## Fragmento de texto:
-------

Los últimos pétalos de la poesía mexicana. El oro ensortijado.

El oro ensortijadoEl crítico chiapaneco Alejandro Mijangos nos presenta una reseña de la antología “El oro ensortijado. Poesía viva de México”. Este volumen, más que una visión personal de la poesía mexicana, recupera una poética, la del decoro, ponderada por Chumacero y Pacheco desde 1966 y  dejada de lado por Octavio Paz y Homero Aridjis en Poesía en movimiento.

 

Los últimos pétalos de la poesía mexicana

 

Mario Bojórquez et al., El oro ensortijado. Poesía viva de México, Puebla, Secretaría de Cultura, Ediciones Eón, Círculo de Poesía, The University of Texas at El Paso, Escuela de Literatura de la Universidad Nacional de San Marcos, Lima, Perú, 2009.

 

 

 

Comprendí que el trabajo del poeta no estaba en la poesía;

 estaba en la invención de razones para que la poesía fuera admirable.

El Aleph, Jorge Luis Borges.

-------

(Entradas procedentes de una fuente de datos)
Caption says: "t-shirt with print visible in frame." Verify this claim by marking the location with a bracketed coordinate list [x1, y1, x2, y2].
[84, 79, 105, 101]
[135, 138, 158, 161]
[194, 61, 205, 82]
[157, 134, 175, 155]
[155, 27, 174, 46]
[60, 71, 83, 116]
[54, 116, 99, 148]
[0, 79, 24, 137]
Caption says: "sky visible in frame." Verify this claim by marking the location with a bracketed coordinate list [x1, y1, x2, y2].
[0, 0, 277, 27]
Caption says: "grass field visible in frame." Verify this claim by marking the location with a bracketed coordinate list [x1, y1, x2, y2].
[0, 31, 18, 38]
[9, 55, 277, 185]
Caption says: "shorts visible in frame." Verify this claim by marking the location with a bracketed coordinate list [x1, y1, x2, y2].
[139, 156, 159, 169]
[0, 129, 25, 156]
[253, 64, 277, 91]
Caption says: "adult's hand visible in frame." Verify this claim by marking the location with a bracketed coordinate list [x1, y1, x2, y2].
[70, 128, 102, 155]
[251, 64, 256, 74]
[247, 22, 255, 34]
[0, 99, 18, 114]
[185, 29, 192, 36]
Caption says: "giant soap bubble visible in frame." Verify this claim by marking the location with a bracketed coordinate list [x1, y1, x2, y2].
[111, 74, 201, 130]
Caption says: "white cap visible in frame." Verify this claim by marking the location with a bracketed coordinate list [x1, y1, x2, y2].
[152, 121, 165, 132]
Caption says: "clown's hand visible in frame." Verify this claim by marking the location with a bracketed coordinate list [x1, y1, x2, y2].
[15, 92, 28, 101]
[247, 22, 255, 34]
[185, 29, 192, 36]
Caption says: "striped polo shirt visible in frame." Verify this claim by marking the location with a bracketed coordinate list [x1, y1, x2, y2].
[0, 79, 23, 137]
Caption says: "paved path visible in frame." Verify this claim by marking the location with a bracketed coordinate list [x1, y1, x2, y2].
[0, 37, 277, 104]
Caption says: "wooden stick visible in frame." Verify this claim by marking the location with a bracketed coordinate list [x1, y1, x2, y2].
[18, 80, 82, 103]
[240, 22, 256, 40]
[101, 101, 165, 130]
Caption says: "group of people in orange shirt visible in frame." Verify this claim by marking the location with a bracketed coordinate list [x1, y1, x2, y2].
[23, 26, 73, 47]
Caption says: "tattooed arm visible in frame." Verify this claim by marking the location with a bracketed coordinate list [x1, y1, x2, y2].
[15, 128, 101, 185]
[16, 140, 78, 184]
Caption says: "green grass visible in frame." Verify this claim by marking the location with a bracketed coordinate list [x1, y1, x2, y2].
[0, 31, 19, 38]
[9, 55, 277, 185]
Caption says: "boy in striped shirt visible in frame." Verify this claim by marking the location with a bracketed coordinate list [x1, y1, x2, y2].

-------

## Consigna escrita 1:
Según la reseña, ¿qué poética recupera el volumen "El oro ensortijado"?
## Consigna escrita 2:
Traduce al inglés esta oración de la reseña: "Comprendí que el trabajo del poeta no estaba en la poesía; estaba en la invención de razones para que la poesía fuera admirable."
## Consigna escrita 3:
Reproduce el pasaje de la reseña desde "El oro ensortijadoEl" hasta "Poesía en movimiento.", ambos incluidos.
Las entradas forman un material aparte, independiente de la reseña.

## Respuesta completa 1:
La poética del decoro.

## Respuesta completa 2:
I understood that the poet's work did not lie in poetry; it lay in the invention of reasons for poetry to be admirable.

## Respuesta completa 3:
El oro ensortijadoEl crítico chiapaneco Alejandro Mijangos nos presenta una reseña de la antología “El oro ensortijado. Poesía viva de México”. Este volumen, más que una visión personal de la poesía mexicana, recupera una poética, la del decoro, ponderada por Chumacero y Pacheco desde 1966 y  dejada de lado por Octavio Paz y Homero Aridjis en Poesía en movimiento.